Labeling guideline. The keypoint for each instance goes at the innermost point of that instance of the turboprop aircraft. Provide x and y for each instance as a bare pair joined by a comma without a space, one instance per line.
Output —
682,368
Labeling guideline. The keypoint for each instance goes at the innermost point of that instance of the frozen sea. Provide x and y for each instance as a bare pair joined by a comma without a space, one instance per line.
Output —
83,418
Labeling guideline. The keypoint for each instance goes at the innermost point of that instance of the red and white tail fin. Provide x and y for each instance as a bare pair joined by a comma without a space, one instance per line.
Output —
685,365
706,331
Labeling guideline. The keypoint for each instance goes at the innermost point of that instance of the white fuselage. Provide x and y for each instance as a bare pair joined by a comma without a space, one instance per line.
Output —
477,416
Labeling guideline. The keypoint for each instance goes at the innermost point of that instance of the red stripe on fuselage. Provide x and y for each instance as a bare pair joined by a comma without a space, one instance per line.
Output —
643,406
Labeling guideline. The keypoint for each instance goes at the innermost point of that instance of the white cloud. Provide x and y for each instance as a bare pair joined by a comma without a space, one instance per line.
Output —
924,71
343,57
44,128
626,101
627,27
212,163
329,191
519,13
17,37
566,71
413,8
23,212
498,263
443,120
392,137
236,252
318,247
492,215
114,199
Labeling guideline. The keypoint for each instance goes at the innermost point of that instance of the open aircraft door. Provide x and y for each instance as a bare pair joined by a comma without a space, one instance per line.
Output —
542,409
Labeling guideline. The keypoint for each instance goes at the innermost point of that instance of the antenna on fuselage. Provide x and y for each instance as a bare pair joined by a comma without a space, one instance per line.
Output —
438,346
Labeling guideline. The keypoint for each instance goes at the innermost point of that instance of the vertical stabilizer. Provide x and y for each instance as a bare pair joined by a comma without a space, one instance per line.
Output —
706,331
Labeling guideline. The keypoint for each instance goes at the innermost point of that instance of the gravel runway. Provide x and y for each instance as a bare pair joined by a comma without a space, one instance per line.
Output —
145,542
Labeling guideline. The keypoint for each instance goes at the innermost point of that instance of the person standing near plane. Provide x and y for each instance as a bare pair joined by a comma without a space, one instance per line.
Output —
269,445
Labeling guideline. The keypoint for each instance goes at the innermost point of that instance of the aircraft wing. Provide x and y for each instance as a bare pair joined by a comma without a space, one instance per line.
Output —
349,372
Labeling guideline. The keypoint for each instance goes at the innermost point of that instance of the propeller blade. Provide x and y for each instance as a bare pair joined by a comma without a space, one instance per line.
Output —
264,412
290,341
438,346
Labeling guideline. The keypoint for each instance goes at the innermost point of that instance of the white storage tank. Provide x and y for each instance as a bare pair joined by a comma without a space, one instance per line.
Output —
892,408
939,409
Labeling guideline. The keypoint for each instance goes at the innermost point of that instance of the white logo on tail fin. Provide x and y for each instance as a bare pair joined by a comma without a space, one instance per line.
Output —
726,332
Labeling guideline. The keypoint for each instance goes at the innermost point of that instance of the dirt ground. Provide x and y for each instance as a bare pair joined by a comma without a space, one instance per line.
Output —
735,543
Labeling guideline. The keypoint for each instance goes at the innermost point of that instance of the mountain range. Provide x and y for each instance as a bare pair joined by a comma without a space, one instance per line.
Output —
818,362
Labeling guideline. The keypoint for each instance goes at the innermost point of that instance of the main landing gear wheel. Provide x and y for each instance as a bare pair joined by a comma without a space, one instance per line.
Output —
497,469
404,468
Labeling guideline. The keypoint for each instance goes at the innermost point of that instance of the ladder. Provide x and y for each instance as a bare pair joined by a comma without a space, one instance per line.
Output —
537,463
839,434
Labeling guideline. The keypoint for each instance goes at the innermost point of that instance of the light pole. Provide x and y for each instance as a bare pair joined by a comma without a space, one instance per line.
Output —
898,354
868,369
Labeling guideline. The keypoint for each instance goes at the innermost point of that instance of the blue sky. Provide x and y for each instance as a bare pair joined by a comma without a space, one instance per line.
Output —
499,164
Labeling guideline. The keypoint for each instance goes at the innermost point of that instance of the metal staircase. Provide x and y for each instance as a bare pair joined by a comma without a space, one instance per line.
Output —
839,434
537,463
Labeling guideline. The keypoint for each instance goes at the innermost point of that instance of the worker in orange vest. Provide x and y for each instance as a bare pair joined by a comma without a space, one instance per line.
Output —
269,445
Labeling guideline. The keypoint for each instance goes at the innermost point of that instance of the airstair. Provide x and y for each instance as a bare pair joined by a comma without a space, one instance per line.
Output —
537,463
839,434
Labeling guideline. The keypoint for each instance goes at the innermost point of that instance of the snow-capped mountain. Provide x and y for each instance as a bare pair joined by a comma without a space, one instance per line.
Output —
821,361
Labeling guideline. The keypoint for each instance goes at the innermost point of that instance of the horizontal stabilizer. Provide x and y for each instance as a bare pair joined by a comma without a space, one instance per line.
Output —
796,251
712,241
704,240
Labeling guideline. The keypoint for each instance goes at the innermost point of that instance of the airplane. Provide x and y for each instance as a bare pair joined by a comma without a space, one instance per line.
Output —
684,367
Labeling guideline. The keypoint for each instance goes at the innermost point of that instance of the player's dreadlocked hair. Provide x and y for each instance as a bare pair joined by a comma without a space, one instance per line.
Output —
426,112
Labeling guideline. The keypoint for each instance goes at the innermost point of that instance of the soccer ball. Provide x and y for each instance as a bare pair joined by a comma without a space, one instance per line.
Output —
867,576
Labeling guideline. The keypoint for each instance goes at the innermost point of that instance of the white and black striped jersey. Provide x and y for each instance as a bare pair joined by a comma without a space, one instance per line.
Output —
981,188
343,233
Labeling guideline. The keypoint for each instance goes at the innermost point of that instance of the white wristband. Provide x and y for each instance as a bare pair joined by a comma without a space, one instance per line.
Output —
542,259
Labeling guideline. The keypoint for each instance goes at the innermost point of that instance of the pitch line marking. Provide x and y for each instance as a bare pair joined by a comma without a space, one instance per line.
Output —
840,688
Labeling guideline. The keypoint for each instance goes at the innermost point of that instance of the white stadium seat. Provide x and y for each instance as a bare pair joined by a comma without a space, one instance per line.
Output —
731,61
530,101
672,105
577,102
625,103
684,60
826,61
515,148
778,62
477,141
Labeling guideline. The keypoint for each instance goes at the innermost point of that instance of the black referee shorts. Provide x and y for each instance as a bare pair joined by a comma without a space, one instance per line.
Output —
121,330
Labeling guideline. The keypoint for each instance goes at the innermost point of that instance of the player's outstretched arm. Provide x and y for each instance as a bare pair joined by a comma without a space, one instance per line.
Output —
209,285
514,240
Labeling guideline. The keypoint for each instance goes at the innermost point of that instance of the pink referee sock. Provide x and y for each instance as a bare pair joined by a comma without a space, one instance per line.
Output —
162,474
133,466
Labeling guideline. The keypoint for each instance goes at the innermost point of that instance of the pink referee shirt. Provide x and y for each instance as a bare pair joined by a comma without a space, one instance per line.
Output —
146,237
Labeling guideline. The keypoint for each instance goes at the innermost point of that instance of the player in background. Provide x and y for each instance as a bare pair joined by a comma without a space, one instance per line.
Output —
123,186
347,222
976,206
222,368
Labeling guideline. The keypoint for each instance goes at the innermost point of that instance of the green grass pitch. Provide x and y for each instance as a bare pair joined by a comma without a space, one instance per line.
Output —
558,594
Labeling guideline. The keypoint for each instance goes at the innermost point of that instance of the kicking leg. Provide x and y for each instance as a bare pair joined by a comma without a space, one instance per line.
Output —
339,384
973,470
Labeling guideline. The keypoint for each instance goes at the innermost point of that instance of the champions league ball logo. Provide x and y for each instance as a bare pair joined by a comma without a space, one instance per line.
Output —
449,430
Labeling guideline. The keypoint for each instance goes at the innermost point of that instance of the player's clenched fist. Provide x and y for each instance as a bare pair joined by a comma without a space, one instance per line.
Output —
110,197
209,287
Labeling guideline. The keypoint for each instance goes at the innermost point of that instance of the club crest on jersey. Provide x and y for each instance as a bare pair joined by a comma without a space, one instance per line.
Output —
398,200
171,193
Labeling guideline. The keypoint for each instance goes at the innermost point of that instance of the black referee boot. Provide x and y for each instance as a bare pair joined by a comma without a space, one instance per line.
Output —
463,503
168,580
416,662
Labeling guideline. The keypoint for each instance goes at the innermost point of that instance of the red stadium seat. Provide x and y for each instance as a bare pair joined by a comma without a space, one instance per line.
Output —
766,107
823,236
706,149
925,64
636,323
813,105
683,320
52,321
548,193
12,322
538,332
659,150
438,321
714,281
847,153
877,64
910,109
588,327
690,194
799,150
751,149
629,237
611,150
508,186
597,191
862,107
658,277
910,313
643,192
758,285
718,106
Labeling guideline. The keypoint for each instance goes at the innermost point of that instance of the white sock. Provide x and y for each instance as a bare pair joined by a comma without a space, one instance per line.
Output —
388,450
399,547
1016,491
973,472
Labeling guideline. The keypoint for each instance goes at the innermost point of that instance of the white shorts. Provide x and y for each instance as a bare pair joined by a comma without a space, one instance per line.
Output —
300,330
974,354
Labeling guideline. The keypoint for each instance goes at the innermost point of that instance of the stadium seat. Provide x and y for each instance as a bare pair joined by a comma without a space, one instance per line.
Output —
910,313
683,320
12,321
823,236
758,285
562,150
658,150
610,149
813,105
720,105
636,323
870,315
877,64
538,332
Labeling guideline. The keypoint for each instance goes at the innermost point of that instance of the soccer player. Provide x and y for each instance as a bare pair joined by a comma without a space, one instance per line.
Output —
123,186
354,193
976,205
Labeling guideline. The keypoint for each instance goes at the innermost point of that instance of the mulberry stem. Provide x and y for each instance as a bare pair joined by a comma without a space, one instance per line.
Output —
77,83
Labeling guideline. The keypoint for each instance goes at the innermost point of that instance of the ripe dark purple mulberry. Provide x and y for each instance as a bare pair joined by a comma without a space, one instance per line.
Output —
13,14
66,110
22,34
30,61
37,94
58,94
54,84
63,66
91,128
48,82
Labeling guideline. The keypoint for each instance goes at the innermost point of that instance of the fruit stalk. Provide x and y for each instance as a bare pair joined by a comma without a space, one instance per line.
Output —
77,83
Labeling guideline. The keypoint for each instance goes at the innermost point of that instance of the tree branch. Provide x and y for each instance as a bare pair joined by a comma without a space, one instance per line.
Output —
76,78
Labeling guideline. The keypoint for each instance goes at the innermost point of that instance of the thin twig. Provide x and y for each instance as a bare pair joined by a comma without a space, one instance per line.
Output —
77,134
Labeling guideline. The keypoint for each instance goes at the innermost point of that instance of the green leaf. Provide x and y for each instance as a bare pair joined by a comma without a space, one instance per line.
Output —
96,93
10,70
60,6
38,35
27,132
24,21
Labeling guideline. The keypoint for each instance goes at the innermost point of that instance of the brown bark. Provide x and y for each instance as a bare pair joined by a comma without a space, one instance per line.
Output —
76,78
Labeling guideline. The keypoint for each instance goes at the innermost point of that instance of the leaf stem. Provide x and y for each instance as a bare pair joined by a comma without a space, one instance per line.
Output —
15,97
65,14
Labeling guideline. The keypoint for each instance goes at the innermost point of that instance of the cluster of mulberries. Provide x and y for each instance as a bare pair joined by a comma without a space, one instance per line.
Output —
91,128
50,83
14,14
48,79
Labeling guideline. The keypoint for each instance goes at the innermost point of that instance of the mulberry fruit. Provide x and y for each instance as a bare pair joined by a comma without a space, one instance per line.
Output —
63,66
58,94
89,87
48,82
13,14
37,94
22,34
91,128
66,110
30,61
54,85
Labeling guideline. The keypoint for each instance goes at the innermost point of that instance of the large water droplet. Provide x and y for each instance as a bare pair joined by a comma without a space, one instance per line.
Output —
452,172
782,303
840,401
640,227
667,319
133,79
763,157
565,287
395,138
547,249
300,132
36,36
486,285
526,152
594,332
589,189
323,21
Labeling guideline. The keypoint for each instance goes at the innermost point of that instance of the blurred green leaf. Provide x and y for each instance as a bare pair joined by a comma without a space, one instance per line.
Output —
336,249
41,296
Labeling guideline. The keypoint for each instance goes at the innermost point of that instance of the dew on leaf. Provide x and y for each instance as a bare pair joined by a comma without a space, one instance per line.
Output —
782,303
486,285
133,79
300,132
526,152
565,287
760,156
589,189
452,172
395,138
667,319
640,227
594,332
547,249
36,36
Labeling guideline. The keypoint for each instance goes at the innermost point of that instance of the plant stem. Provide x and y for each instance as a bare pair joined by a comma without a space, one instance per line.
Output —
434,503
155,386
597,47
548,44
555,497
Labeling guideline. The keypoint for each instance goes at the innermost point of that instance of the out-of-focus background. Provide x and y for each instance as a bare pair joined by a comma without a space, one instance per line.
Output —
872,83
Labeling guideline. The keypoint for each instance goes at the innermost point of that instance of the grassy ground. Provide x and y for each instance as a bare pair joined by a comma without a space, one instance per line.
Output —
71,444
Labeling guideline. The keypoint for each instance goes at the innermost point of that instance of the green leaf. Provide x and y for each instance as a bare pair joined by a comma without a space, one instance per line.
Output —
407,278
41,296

Description of the task:
Copy down every line of the material above that includes the string "mulberry".

Written reply:
Labeling guideline. The keypoint for each instance goes at the innermost point of that instance of the mulberry stem. Provide x and y for each instance as a bare pair joined by a comma without a space, one instance per line.
Labeling guideline. The keypoint for each instance goes at the innermost point of that instance of the ripe dark purple mulberry. Provide x and y for each instance as a bare pair joined by a comma without a space, one instance per line.
Labeling guideline. The keypoint for each instance goes at the innermost point of that instance of the mulberry fruit. Provide x and y for each instance as a bare pair joined by a comma without a space, one instance per line.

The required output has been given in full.